▶ _PROBLEM REQUIREMENTS_: Carry on the blog text below about living through cancer treatment, picking up right after its last sentence.

*** Opening PROVIDED TEXT ***

Today, two such Earth Angels held my hand on two seperate occasions and while I am treading cautiously I am in a much better place than I was this morning.
Thank you God.
Into the darkness
The void in my soul is enshrouded in blackness.
Harsh world, harsh life, harsh times.
War torn and battered
Crushed and defeated.
Lifes purpose is gone there is no hope,
The grip of darkness tightens on my soul -
Souls breath seeping out in a silent gasp.
Tick.....time goes on....
When will it stop.
Those black hands, pungent and stinking
Grabbing and pulling me down into the shroud.
Each time I dive in a little further, a little darker....
Worthless and broken
Failing and failed
Dead and deadened
To the lyrics of the song:
Thursday, 15 October 2015
Today I read a blog shared on facebook by a friend and WOW it really did echo exactly how I have been feeling lately. (Just click on the highlighted text and you will be taken there).
On Monday morning, following a pretty traumatic weekend with my teenage autistic son, I had the misfortune of seeing Victoria Derbyshires video diary being advertised on breakfast news. She is 47 and has just had a mastectomy. Shes decided to make this diary and share it everywhere to prove..... prove what???
Do you know what that diary did to me? It made me cry and it made me feel like a complete failure. I went out that morning and thank God for my horse and dog walking because I felt as though I had lost my fight against cancer, that I had lost every ounce of strength I had in me...... Yes Victoria I said my fight against cancer and NOT me being treated for cancer!!!
These celebrities in their glass houses really should put their brains into gear before they decide to spout off about their experiences.
Did she get chucked out of hospital 24 hours after surgery?
Did her husband have to empty and monitor both of the drains for 2 weeks?
Did her husband have to inject her in her stomach every day?
Did her husband have to change dressings with gangrene and rotting flesh?
Does she struggle with bone pain due to cancer drugs and treatment. Painful scars and reduced mobility? Are her hands inflamed so she has lost her grip? Do her insides feel as though acid had been thrown down them? Has she lost years of her children's lives because she has been busy getting poisoned in order to live?
Yep, you can tell I am pretty upset!
Its not just her diary though its everything relating to cancer.

*** Closing PROVIDED TEXT ***
*** Opening DATA LISTING ***

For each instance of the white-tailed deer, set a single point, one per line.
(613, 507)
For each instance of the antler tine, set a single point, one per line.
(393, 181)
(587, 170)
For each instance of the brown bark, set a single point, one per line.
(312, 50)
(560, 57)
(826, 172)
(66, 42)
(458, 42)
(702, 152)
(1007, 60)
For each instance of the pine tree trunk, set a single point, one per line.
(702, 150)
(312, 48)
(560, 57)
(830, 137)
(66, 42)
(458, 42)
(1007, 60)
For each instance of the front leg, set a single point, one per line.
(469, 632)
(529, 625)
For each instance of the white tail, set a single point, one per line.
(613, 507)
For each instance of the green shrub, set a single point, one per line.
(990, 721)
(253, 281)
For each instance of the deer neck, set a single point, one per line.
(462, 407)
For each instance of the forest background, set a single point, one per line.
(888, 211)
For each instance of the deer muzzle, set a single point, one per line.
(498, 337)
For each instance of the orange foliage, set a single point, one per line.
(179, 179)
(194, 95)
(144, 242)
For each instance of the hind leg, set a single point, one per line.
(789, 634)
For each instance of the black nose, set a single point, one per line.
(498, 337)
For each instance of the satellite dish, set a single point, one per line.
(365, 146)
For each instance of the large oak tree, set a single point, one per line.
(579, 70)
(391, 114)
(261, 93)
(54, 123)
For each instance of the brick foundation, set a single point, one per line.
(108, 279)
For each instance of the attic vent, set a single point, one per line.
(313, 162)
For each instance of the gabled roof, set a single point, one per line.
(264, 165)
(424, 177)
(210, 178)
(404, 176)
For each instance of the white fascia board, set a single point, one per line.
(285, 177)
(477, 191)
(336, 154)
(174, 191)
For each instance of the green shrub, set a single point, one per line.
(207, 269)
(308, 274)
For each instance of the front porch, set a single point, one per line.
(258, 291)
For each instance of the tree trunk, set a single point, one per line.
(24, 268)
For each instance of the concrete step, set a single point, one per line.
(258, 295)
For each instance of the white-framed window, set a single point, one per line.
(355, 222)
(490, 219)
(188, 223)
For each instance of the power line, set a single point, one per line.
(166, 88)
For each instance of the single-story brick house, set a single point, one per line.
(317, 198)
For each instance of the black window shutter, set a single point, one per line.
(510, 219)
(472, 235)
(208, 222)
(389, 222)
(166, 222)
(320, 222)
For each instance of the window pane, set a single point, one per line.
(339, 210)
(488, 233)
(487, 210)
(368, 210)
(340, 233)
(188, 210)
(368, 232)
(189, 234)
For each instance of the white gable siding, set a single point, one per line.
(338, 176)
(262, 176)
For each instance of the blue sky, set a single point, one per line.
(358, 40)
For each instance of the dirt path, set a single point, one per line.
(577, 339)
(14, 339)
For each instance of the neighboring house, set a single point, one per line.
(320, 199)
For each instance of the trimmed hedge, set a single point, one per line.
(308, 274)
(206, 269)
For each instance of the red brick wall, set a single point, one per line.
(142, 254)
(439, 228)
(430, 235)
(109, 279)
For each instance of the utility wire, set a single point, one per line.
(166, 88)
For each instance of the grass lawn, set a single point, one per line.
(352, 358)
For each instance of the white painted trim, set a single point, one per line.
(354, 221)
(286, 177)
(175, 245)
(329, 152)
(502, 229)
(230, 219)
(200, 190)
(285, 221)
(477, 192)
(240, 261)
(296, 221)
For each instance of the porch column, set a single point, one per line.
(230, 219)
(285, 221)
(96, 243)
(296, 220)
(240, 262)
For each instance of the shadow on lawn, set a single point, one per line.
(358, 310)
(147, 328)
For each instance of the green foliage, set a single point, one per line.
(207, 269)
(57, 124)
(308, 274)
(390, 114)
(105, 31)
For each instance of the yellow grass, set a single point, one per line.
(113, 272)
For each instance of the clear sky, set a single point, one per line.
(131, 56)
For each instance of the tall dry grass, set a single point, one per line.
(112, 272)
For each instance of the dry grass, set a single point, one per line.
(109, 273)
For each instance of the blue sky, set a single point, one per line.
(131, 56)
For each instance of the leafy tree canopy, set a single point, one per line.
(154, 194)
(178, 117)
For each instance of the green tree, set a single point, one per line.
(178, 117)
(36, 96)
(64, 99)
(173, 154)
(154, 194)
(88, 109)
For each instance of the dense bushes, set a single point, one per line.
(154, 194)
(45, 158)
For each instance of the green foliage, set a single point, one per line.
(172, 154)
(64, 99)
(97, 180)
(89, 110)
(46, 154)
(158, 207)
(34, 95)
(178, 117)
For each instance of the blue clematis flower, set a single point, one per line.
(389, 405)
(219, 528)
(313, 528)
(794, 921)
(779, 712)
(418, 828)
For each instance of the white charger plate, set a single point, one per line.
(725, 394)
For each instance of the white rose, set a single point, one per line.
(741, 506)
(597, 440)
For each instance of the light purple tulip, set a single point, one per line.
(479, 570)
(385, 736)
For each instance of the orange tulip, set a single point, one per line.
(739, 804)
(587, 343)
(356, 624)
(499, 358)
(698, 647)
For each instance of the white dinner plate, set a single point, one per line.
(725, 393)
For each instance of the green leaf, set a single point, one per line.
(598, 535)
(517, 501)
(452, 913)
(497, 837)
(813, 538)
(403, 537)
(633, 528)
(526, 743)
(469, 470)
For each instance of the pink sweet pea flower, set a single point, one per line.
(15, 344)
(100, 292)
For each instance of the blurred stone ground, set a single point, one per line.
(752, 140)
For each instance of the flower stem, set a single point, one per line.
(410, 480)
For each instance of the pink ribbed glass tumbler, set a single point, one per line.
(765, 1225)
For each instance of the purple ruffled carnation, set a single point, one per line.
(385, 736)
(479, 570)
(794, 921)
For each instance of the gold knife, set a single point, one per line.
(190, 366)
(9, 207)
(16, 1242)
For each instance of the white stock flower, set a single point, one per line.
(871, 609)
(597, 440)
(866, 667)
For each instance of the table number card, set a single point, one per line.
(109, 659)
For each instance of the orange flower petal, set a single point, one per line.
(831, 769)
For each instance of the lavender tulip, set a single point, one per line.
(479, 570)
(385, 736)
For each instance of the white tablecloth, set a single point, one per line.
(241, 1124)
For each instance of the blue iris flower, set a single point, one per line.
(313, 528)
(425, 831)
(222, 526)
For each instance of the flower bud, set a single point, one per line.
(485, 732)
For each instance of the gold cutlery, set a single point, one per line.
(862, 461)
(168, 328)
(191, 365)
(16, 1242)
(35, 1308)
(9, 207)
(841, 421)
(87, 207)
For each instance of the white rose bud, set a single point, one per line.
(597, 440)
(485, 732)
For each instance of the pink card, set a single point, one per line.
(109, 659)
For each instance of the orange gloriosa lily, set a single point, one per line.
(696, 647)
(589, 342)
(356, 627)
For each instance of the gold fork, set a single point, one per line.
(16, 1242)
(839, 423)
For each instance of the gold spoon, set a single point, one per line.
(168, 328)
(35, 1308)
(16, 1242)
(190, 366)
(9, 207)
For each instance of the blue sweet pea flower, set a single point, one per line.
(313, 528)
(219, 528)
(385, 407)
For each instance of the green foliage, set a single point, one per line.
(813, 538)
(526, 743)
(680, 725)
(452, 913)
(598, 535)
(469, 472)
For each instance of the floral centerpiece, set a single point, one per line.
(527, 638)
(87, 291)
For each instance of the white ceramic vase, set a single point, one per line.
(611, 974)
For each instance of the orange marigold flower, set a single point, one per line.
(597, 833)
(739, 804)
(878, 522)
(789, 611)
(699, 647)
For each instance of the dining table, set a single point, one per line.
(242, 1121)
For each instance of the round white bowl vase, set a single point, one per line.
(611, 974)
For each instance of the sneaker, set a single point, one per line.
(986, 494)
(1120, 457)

*** Closing DATA LISTING ***

▶ _THE ANSWER_:
Brave the Shave for example..... PLEASE do not trivialise hair loss through cancer treatment. If you CHOOSE (important word here being choose) to shave your head, then its your choice. You don't experience the sensations of crawling flesh as each hair follicle dies, and the soreness that comes with it. The nakedness of suddenly being exposed as a cancer patient. Not a choice anymore.
Then there are the parties. I get that people are trying to help raise money and awareness and that's brilliant, its great but excuse me if I don't attend or buy tickets for that function because it doesn't sit right with me at the moment. Having fun in the name of cancer.
You might have guessed that I am in a bad place at the moment emotionally. I think I am still processing all that I have experienced, the disfigurement and the losses I have had forced on me by the disease.
I think its great that people are talking about the disease but lets be careful not to trivialise it or to get drawn in to media driven publicity
Monday, 12 October 2015
I didn't have a great weekend. I won't go into detail but it left me feeling anxious and sick today.
Then on the news is this reporter who has just had a double mastectomy due to breast cancer and she's there in her hospital bed all bright and cheery saying she's not fighting cancer she's just being treated for it.
I burst into tears.
Lucky bloody you I thought to myself.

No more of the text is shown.